Region pointing data
┌──
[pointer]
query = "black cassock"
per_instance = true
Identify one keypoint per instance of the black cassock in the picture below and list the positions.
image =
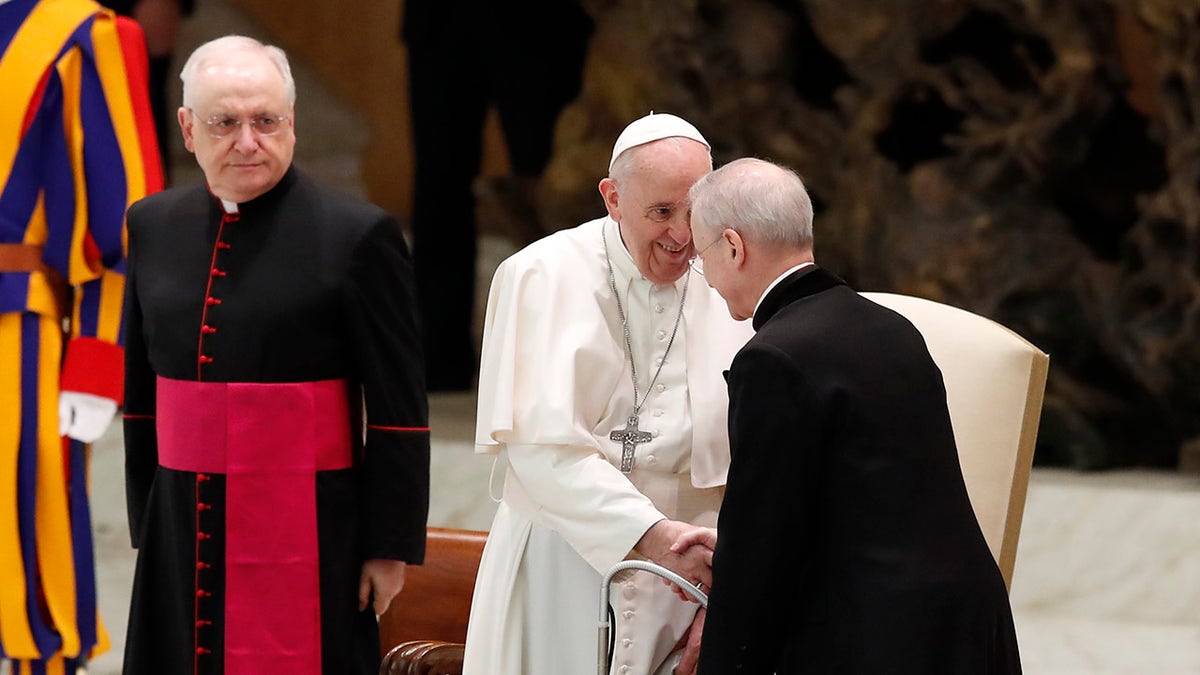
└──
- [What the task requires]:
Skip every picture and transcribe the data above exactly.

- [Result for this exercise]:
[pointer]
query = "black cassock"
per_instance = true
Identify one keypoint per instance of the black cassock in the picture below and list the positions.
image =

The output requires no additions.